[Excerpts of labeled region data]

++++++

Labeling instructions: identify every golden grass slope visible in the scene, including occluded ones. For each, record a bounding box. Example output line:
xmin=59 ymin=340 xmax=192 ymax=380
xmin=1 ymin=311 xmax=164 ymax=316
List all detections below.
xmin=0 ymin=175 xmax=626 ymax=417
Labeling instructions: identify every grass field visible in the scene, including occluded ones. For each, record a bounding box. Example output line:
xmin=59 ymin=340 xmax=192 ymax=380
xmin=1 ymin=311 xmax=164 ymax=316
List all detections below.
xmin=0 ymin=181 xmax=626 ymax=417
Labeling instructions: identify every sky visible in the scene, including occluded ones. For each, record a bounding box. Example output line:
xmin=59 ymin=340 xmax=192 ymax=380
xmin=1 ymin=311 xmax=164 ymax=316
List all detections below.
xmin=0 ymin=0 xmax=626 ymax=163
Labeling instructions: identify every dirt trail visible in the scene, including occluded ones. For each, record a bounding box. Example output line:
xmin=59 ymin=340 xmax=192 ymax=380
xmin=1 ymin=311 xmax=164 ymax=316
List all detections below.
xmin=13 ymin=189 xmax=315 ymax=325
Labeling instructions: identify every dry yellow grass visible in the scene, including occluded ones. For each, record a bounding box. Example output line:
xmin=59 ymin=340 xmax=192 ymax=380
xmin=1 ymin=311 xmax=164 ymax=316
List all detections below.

++++++

* _What the task requires_: Reproduce every line of the records above, including the labeling instructions. Multiply each bounding box coordinate in the detection results by 1.1 and round to the nearest whole number, rounding halves up, but leave the sample coordinates inside the instructions unchanged.

* _Exercise solution_:
Labeling instructions: identify every golden grass slope visible in the scene, including occluded ones. For each, record a bounding box. Example output line:
xmin=59 ymin=340 xmax=192 ymax=380
xmin=1 ymin=311 xmax=164 ymax=316
List all detections below.
xmin=0 ymin=193 xmax=689 ymax=459
Labeling instructions: identify every grass field visible in the scene, including occluded ones. For each, record a bounding box. Example output line:
xmin=59 ymin=340 xmax=192 ymax=380
xmin=1 ymin=311 xmax=164 ymax=316
List all detections below.
xmin=0 ymin=199 xmax=689 ymax=459
Labeling instructions: identify every sky visible in the scene, including occluded ones. For each, record a bounding box. Example output line:
xmin=59 ymin=340 xmax=192 ymax=380
xmin=1 ymin=311 xmax=164 ymax=316
List all detections below.
xmin=0 ymin=0 xmax=689 ymax=179
Labeling instructions: identify every dirt trail visible in the scene, including occluded ones. For each, record a bounding box. Example output line:
xmin=59 ymin=340 xmax=192 ymax=380
xmin=1 ymin=311 xmax=164 ymax=316
List all detections below.
xmin=14 ymin=208 xmax=347 ymax=358
Labeling instructions: identify every dry yellow grass visible in the scene, including occluded ones. For each, record a bounding box. Example output line:
xmin=59 ymin=340 xmax=192 ymax=380
xmin=1 ymin=311 xmax=164 ymax=316
List all detections below.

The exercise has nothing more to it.